■ Given task:
Word for word, restate every line of the listing that follows.
···
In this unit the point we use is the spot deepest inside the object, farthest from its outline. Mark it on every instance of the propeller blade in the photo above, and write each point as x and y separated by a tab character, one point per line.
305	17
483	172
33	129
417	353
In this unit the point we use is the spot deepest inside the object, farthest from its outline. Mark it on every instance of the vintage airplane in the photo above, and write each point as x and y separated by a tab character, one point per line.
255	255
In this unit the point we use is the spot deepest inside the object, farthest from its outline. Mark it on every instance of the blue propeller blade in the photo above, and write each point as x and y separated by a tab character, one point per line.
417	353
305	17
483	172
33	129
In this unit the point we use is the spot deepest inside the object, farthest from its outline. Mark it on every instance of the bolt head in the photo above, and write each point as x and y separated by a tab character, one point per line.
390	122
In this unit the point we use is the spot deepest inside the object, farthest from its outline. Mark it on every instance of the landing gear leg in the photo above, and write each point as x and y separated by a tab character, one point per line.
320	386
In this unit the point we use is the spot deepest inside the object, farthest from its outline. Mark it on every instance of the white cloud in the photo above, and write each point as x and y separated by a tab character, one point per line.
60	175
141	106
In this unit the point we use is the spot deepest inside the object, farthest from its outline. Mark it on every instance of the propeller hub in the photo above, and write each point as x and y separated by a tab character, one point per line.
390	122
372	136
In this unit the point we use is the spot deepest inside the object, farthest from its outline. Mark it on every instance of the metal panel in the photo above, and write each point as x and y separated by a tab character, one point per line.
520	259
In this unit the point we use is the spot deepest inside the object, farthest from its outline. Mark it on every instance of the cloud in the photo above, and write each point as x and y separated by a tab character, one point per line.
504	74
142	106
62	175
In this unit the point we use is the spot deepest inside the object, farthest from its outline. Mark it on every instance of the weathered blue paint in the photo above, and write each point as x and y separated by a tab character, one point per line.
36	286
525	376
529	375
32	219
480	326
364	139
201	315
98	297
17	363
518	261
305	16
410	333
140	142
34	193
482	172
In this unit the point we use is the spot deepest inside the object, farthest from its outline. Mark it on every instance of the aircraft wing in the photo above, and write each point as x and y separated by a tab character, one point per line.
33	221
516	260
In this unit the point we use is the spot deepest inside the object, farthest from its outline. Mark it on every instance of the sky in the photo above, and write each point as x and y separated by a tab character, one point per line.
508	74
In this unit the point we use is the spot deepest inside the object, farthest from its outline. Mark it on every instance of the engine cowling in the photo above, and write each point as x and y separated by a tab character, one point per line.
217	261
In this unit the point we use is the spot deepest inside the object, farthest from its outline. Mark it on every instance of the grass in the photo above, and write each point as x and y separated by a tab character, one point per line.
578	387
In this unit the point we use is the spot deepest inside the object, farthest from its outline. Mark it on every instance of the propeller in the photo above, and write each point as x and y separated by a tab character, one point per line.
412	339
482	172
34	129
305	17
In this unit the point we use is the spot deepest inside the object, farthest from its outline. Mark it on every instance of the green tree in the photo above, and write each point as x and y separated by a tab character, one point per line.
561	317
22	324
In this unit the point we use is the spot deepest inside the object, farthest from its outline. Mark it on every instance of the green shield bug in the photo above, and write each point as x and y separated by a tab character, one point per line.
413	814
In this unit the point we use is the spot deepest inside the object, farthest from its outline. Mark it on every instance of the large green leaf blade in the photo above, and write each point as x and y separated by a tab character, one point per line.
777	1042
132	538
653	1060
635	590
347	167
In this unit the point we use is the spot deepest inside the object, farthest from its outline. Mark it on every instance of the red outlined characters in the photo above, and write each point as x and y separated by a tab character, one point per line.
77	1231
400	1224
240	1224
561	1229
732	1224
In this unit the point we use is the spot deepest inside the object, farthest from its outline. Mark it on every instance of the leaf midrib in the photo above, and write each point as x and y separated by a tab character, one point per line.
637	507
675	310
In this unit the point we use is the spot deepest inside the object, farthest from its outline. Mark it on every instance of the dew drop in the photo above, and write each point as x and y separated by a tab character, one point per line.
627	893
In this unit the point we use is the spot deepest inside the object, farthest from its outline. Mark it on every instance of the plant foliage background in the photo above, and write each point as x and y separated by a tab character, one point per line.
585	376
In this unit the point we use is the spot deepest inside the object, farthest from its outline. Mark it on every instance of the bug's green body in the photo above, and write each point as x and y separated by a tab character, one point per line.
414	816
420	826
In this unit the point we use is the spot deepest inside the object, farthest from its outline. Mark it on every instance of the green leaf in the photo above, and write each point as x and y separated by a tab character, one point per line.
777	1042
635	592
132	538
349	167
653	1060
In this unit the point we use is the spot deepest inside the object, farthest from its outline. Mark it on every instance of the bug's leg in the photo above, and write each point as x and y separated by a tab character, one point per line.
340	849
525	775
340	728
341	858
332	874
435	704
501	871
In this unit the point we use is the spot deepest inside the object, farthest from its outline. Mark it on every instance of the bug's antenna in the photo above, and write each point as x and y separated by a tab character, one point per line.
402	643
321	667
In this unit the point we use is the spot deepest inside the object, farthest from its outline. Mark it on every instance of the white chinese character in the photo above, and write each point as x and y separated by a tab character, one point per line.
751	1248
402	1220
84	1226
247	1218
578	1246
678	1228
···
■ Completed task:
In this unit the point we use is the spot deepest inside the object, farthest from its outline. Mark it on every instance of the propeller blade in the photo above, and write each point as x and y separated by a tab character, one point per line.
305	17
483	172
33	129
417	353
In this unit the point we use is the spot deepest inside the object, farthest from its outline. Mark it on every instance of the vintage airplane in the photo above, and write each point as x and y separated by a tab character, one point per line.
255	255
In this unit the point we use is the spot deepest inside the object, farthest from its outline. Mark it on every instance of the blue propeller blade in the photo above, and write each point as x and y separated by a tab character, one point per line.
417	353
305	17
483	172
33	129
In this unit the point we use is the spot deepest inside the object, farthest from its outline. Mark it on every instance of the bolt head in the photo above, and write each point as x and y separated by a tab character, one point per line.
390	122
In this unit the point we use is the spot deepest inside the object, farthest from its outline. Mark it on every instance of the landing gear leg in the photo above, and write each point as x and y separated by a tab character, one point per line.
320	386
In this unit the point we use is the spot deepest inside the object, farthest from its outline. Mark it on every instance of the white cloud in the photo above, and write each point as x and y separated by a tab character, one point per line.
60	175
141	106
In this unit the point we use is the spot deepest inside the object, farthest from its outline. Mark it on every instance of the propeller hub in the photo above, and write each point as x and y separated by a tab character, one point per line.
390	122
372	136
In this unit the point we use is the spot deepest inside the object, farthest from its outline. Mark it on every instance of the metal panel in the photo above, and write each point as x and y separated by a tab character, one point per line.
520	259
In this unit the point we use is the spot deepest inside the object, farthest from its outline. Mark it on every instance of the cloud in the photo above, and write each point as x and y separated by a tab character, one point per line.
504	74
142	106
62	175
In this unit the point we use is the spot deepest inside the object, farthest from its outline. Mark it on every instance of the weathered blue paint in the photo above, and write each point as x and y separated by a tab character, one point per line.
36	286
525	376
529	375
32	219
480	326
364	139
201	315
98	297
17	363
518	261
305	16
410	333
140	142
34	193
482	172
In this unit the point we use is the spot deepest inside the object, farthest from its outline. Mark it on every instance of the aircraft wing in the photo above, and write each point as x and y separated by a tab character, one point per line.
33	221
516	260
In this unit the point we use is the spot deepest inside the object, farthest from its outline. Mark it on every instance of the sky in the photo above, and write each point as x and y separated by a tab character, one point per line.
508	74
In this unit the point we use is the spot deepest inside the object, farthest from its outline. Mark it on every instance of the engine cowling in the photo above, and write each point as x and y separated by a tab character, one point per line.
217	261
In this unit the point we use is the spot deepest inside the object, farthest from its outline. Mark it on every instance of the grass in the photo above, and write each point as x and y separated by a tab character, one point per line.
578	387
In this unit the point we use is the spot deepest inside the object, farthest from its outline. Mark it on every instance of the propeller in the photo above, and write each point as x and y separated by a tab character, one point per line.
412	339
482	172
34	129
305	17
In this unit the point we use is the spot deepest inside the object, farthest from its outline. Mark it on every instance of the green tree in the photo above, and write each point as x and y separated by a tab character, one point per line.
561	317
22	324
In this unit the point we use is the spot deepest inside the object, farthest from its outline. Mark it on every instance of the green shield bug in the photo above, and write each point as x and y separated by a tab character, one point per line.
413	814
In this unit the point we use is the spot deepest inside the object, farthest from its outline. Mark it on every instance of the large green leaf blade in the photo above, and write each point as x and y separated by a tab character, one point per line.
777	1042
132	538
653	1060
635	590
347	167
In this unit the point we use is the spot deepest inside the object, farthest from its outline. Mark it on every instance of the red outlined characters in the photo above, and write each point as x and y separated by a tab character, one point per line.
77	1231
400	1224
240	1224
561	1229
732	1224
In this unit the point we use is the spot deepest inside the object, farthest from its outline. Mark it on every instance of the leaf midrib in the photo above, and write each point as x and y separated by a tab character, one point per line.
637	507
675	310
In this unit the point we use is the spot deepest inside the object, farthest from its outline. Mark it on every instance of the dew drop in the photo above, and write each point as x and y separated by a tab character, one point per line.
627	893
In this unit the point we use is the spot deepest inside the object, farthest from its outline. Mark it on every instance of the plant foliage background in the photo above, and write each point as x and y separated by a tab character, one point per line.
585	376
In this unit the point we use is the spot deepest inside the object, farthest from its outline. Mark it on every instance of the bug's green body in the photo above, and write each point as x and y separated by a tab character, one point per line.
414	816
420	826
In this unit the point we use is the spot deepest inside the object, farthest from its outline. Mark it on every instance of the green leaf in the photo above, and write each point as x and y separated by a tab character, one point per line.
777	1042
635	592
132	538
349	167
653	1060
In this unit the point we use is the spot deepest inside the object, farthest from its outline. Mark it on every instance of the bug's leg in the photo above, and write each point as x and y separated by a tab character, one point per line.
340	849
525	775
340	728
341	858
332	874
435	704
501	871
In this unit the point we use is the spot deepest inside the object, farthest from its outline. Mark it on every instance of the bug's antenna in the photo above, and write each point as x and y separated by a tab character, one point per line.
402	643
321	667
In this unit the point we use is the spot deepest inside the object, farthest from its outline. Mark it on every instance of the white chinese character in the photo above, and write each point as x and y separated by a tab character, one point per line.
751	1248
402	1220
84	1226
247	1218
578	1246
678	1228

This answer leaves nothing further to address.